• **Exercise directions**:
Each entry here needs to be set down again exactly, please; pictures are left out.

○ ○ ○ ○ ○ ○ ○

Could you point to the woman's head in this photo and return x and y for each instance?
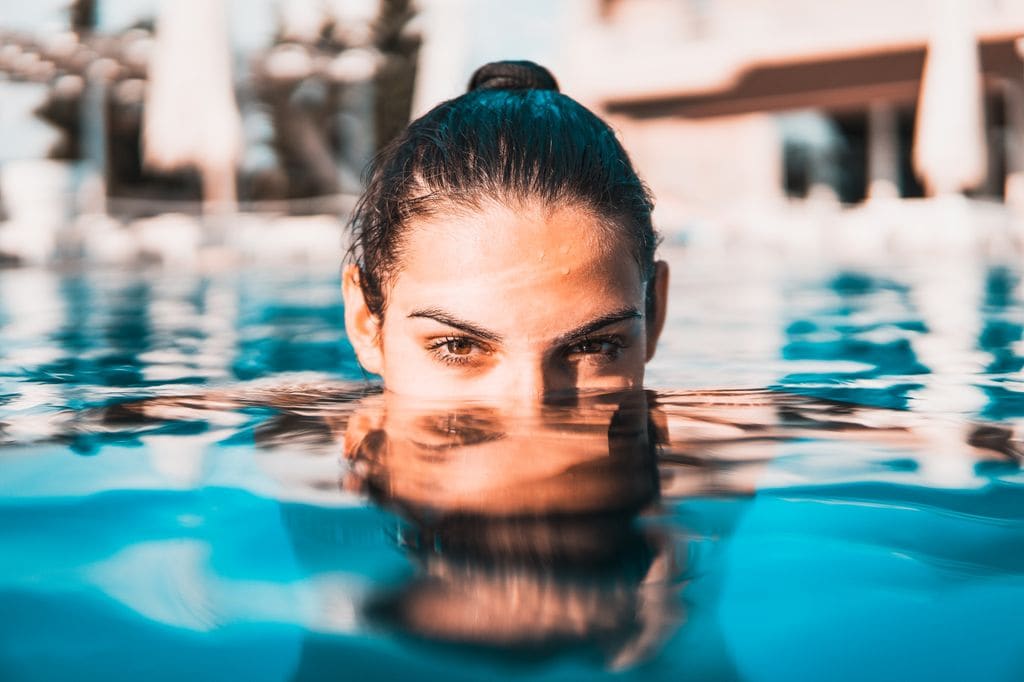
(505, 244)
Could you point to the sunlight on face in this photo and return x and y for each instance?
(513, 304)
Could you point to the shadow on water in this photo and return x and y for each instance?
(300, 525)
(625, 533)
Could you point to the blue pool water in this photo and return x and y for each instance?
(823, 482)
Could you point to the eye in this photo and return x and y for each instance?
(457, 349)
(599, 348)
(459, 346)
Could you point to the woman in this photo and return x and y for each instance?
(504, 248)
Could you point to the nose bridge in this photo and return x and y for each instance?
(527, 380)
(534, 379)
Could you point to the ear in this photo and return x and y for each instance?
(659, 290)
(361, 326)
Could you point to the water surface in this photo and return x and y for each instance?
(822, 482)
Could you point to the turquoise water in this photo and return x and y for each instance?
(823, 482)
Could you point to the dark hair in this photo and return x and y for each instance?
(512, 137)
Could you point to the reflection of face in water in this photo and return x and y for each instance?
(523, 526)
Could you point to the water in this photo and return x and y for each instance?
(823, 482)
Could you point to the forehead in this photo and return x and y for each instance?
(535, 263)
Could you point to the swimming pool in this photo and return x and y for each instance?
(823, 483)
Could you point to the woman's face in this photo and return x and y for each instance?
(516, 304)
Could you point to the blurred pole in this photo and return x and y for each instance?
(949, 146)
(883, 152)
(93, 103)
(1013, 91)
(190, 117)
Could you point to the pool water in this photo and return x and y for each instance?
(823, 481)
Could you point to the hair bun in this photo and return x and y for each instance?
(518, 75)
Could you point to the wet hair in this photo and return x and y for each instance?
(512, 138)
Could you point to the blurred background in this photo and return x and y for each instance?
(194, 131)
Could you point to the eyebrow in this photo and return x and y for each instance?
(604, 321)
(574, 334)
(446, 318)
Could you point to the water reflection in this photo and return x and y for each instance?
(523, 526)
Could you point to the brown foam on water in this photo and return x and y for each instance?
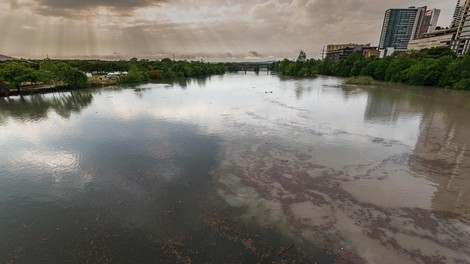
(379, 211)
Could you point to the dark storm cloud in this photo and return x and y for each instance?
(225, 29)
(69, 7)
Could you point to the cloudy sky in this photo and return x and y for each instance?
(192, 29)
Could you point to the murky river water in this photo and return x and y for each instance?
(236, 169)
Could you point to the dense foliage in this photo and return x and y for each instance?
(430, 67)
(148, 70)
(71, 73)
(17, 73)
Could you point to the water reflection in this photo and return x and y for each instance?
(441, 151)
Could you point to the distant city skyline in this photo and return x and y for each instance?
(213, 30)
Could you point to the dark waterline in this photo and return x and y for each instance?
(236, 169)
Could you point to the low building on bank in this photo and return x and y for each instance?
(438, 38)
(337, 52)
(373, 53)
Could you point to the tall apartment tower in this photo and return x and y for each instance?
(457, 14)
(461, 44)
(430, 19)
(400, 26)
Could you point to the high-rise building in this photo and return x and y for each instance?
(429, 23)
(461, 44)
(457, 14)
(400, 26)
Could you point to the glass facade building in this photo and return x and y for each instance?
(400, 26)
(462, 42)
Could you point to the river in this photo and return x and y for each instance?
(239, 168)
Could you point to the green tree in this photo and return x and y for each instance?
(15, 73)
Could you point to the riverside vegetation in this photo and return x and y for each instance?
(71, 73)
(429, 67)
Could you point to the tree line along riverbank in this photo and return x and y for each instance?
(25, 76)
(429, 67)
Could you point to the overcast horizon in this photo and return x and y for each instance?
(213, 30)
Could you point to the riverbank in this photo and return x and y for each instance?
(439, 67)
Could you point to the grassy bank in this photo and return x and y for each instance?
(429, 67)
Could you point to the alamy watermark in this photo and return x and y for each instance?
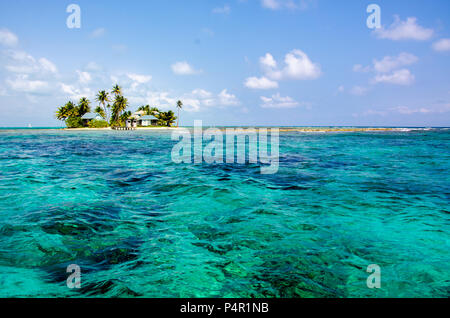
(374, 19)
(190, 148)
(74, 279)
(74, 19)
(374, 279)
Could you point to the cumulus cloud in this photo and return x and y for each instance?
(75, 93)
(361, 69)
(399, 77)
(22, 83)
(183, 68)
(297, 66)
(222, 10)
(97, 33)
(260, 83)
(285, 4)
(141, 79)
(390, 69)
(404, 30)
(268, 61)
(442, 45)
(358, 90)
(7, 38)
(227, 99)
(84, 77)
(389, 63)
(277, 101)
(24, 63)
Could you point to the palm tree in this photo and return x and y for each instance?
(153, 111)
(125, 116)
(120, 104)
(103, 98)
(83, 106)
(166, 118)
(66, 111)
(179, 106)
(117, 90)
(101, 112)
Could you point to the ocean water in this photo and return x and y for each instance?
(140, 225)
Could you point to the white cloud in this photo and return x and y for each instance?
(222, 10)
(98, 33)
(23, 63)
(404, 30)
(297, 65)
(389, 63)
(358, 90)
(141, 79)
(400, 77)
(268, 61)
(361, 69)
(260, 83)
(285, 4)
(388, 70)
(277, 101)
(84, 77)
(227, 99)
(271, 4)
(7, 38)
(442, 45)
(183, 68)
(75, 93)
(22, 83)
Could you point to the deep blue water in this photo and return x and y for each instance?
(140, 225)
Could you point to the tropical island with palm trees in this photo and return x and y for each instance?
(112, 112)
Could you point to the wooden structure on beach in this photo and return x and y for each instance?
(123, 128)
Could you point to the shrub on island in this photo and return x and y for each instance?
(98, 124)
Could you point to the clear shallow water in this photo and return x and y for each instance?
(140, 225)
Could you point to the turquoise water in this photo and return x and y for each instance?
(139, 225)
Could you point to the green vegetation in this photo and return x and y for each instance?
(98, 124)
(166, 119)
(179, 106)
(115, 114)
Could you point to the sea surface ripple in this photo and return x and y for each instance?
(140, 225)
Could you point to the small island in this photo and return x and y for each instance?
(112, 112)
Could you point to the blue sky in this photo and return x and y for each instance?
(236, 62)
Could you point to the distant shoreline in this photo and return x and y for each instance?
(318, 129)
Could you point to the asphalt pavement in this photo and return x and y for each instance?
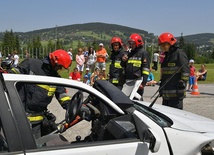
(202, 104)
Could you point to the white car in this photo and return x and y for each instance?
(118, 124)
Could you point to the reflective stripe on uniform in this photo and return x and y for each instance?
(51, 89)
(136, 63)
(15, 70)
(170, 70)
(63, 99)
(115, 81)
(117, 65)
(145, 71)
(35, 118)
(173, 93)
(185, 76)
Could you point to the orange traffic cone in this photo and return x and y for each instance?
(195, 88)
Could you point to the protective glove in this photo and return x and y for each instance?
(160, 90)
(85, 113)
(181, 84)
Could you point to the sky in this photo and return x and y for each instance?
(155, 16)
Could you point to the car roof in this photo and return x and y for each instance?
(61, 81)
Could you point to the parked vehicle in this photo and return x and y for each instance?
(118, 124)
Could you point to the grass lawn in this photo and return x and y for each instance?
(209, 67)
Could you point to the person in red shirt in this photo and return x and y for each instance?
(101, 58)
(75, 75)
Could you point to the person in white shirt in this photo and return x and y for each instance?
(15, 58)
(70, 53)
(155, 61)
(0, 58)
(90, 62)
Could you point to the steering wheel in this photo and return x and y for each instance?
(74, 107)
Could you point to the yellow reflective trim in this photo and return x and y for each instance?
(35, 118)
(168, 72)
(135, 61)
(66, 98)
(145, 72)
(171, 64)
(117, 65)
(115, 81)
(15, 70)
(51, 89)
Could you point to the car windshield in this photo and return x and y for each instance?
(157, 117)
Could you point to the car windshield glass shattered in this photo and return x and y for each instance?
(157, 117)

○ ○ ○ ○ ○ ○ ○

• **Written answer**:
Could you point to the woman's head in this photo and return x and y for each instance?
(505, 244)
Could you point to the sunlight on face in this photo and return x and y for each instance?
(513, 304)
Could you point to the shadow on water in this photo and return x and y for each instance?
(300, 525)
(625, 533)
Could you point to the blue pool water in this photo and return x and y for each instance?
(823, 482)
Could you point to the eye in this photo and return x and y for each instance?
(457, 349)
(599, 348)
(459, 346)
Could you point to the woman in this photo and return x and y for each instance?
(504, 248)
Could you point to the nose bridge in this photo and return x and y for each instance?
(527, 380)
(534, 379)
Could you point to the ear in this photo and return x and y for each instance?
(659, 290)
(361, 326)
Could you point to the water surface in this photo and return x and y for each instance?
(822, 482)
Could you point to the turquoise water in this photo and return x and y for each instance?
(823, 482)
Could you point to the dark hair in this photo and return x and y for each instance?
(512, 137)
Could you point to the reflection of face in water in this photo and return x and y for each instance?
(523, 526)
Could you point to the water in this photo and return x and y for each instance?
(823, 482)
Could you point to the forehead in this photo and return x and y for each instance?
(535, 263)
Could you point to the swimming pool in this photo and return x and y for each instance?
(823, 483)
Could you point to the woman's face in this photo and return x and y for each instance?
(516, 304)
Could you point to the blurred pole in this photo and return x and y for each instance?
(949, 146)
(883, 152)
(93, 103)
(1013, 91)
(190, 117)
Could you point to the pool water in this photo and return x and y for each instance?
(823, 481)
Could you point to the hair bun in this photo and return x and y for each instance?
(518, 75)
Could you point to the wet hair in this photo and return x and y for each instance?
(512, 138)
Could you point to the blurred background in this photo and return x and y for each instance?
(194, 131)
Could you point to the eyebrow in this photo and return x and y for each instance?
(604, 321)
(574, 334)
(446, 318)
Could you point to the water reflection in this photo and return x and y for each instance?
(523, 526)
Could you point to the brown foam on water in this photo and return x and y for each instance?
(379, 211)
Could you point to the dark storm cloud in this photo and return x and y for each instance?
(225, 29)
(69, 7)
Could you point to the cloudy sky in this photo and return x and y for each instance?
(192, 29)
Could you point to the murky river water in this photo and return x and y for each instance?
(236, 169)
Could you point to the dense foliage in this photo and return x and y for each instance?
(430, 67)
(148, 70)
(71, 73)
(17, 73)
Could you point to the water reflection in this photo and return x and y for each instance?
(441, 151)
Could you point to the distant city skyline in this photo and return x and y for each instance?
(213, 30)
Could you point to the dark waterline in this photo and return x and y for each instance?
(236, 169)
Could you point to the low building on bank in this photo and return x and y for each instance?
(438, 38)
(337, 52)
(373, 53)
Could you point to the tall apartment tower in this photo and return x and y for each instance?
(457, 14)
(461, 44)
(430, 19)
(400, 26)
Could you point to the high-rise building in this photo and return x and y for each instance?
(429, 23)
(461, 44)
(457, 14)
(400, 26)
Could you point to the glass facade building in this photo and return x and y for each instance?
(400, 26)
(462, 42)
Could you point to the river in this photo and return x and y for each instance?
(239, 168)
Could you point to the green tree in this photo and return x and y for each instance?
(15, 73)
Could you point to the riverside vegetation in this photo and return x and y for each instance?
(71, 73)
(429, 67)
Could you point to the tree line along riverbank in this photo and return x and y for each instance?
(25, 76)
(429, 67)
Could you point to the overcast horizon in this photo and return x and y for each instance?
(213, 30)
Could you point to the riverbank in this photo and return x and y for each instance?
(439, 67)
Could you point to the grassy bank in this photo and return x and y for each instance?
(429, 67)
Could you point to the alamy watermark in this photo and return x and y for each instance?
(374, 19)
(190, 148)
(74, 279)
(74, 19)
(374, 279)
Could you point to the cumulus cloud in this photo and return x and y for each instance?
(75, 93)
(361, 69)
(399, 77)
(22, 83)
(183, 68)
(297, 66)
(222, 10)
(97, 33)
(260, 83)
(285, 4)
(141, 79)
(390, 69)
(404, 30)
(268, 61)
(442, 45)
(358, 90)
(7, 38)
(227, 99)
(84, 77)
(389, 63)
(277, 101)
(24, 63)
Could you point to the palm tree in this photo and return x and y for each instance?
(153, 111)
(125, 116)
(120, 104)
(103, 98)
(83, 106)
(166, 118)
(66, 111)
(179, 106)
(117, 90)
(101, 112)
Could you point to the ocean water in this photo and return x and y for each instance?
(140, 225)
Could you point to the white cloud in this photo and return x and y for each instance?
(222, 10)
(98, 33)
(23, 63)
(404, 30)
(297, 65)
(389, 63)
(358, 90)
(141, 79)
(400, 77)
(268, 61)
(361, 69)
(260, 83)
(285, 4)
(388, 70)
(277, 101)
(84, 77)
(227, 99)
(271, 4)
(7, 38)
(442, 45)
(183, 68)
(75, 93)
(22, 83)
Could you point to the deep blue water in this photo and return x and y for each instance?
(140, 225)
Could you point to the tropical island with palm trees in this photo and return x and y for each instance?
(112, 112)
Could you point to the wooden structure on beach in this photo and return x and y for each instance?
(123, 128)
Could you point to the shrub on island in this photo and return x and y for each instance?
(98, 124)
Could you point to the clear shallow water in this photo and return x and y for each instance?
(140, 225)
Could you point to the turquoise water in this photo and return x and y for each instance?
(139, 225)
Could you point to the green vegetation in this photo and return x and y for each instance?
(98, 124)
(166, 119)
(179, 106)
(115, 114)
Could you point to the sea surface ripple in this photo and return x and y for each instance?
(140, 225)
Could you point to the small island in this photo and return x and y for each instance?
(112, 112)
Could you point to the blue sky in this photo and return x and y for each instance?
(236, 62)
Could you point to the distant shoreline in this photo and return x and y for each instance?
(318, 129)
Could you point to the asphalt pavement in this photo and return x and y for each instance?
(202, 104)
Could you point to the white car in this photo and return x and y for each instance?
(118, 124)
Could you point to the reflective stripe on uniform in this photo and return x and y for each instance?
(51, 89)
(136, 63)
(15, 70)
(170, 70)
(63, 99)
(115, 81)
(117, 65)
(145, 71)
(35, 118)
(173, 93)
(185, 76)
Could you point to the orange traffic cone in this photo and return x and y for each instance?
(195, 88)
Could you point to the protective glove in this photo and return x and y for each instance?
(160, 90)
(85, 113)
(181, 84)
Could you point to the sky in this photo and return x and y for each instance?
(155, 16)
Could you point to the car roof in this photo and return x and y for each instance?
(61, 81)
Could you point to the parked vehicle in this photo and return x and y for each instance?
(118, 124)
Could you point to the grass lawn in this photo and return x and y for each instance?
(209, 67)
Could you point to the person in red shirt in this photo and return x and y for each instance?
(101, 58)
(75, 75)
Could you point to the person in white shirt in this photo and return x and y for each instance?
(15, 58)
(70, 53)
(155, 61)
(0, 58)
(90, 62)
Could you point to the steering wheel in this photo and return x and y for each instance?
(74, 107)
Could you point to the yellow reflective trim in this photo and return x and y for each instance?
(35, 118)
(168, 72)
(135, 61)
(66, 98)
(145, 72)
(171, 64)
(117, 65)
(115, 81)
(15, 70)
(51, 89)
Could you point to the car windshield in this photo and return x and y for each instance?
(157, 117)
Could you point to the car windshield glass shattered in this photo and return x and y for each instance?
(157, 117)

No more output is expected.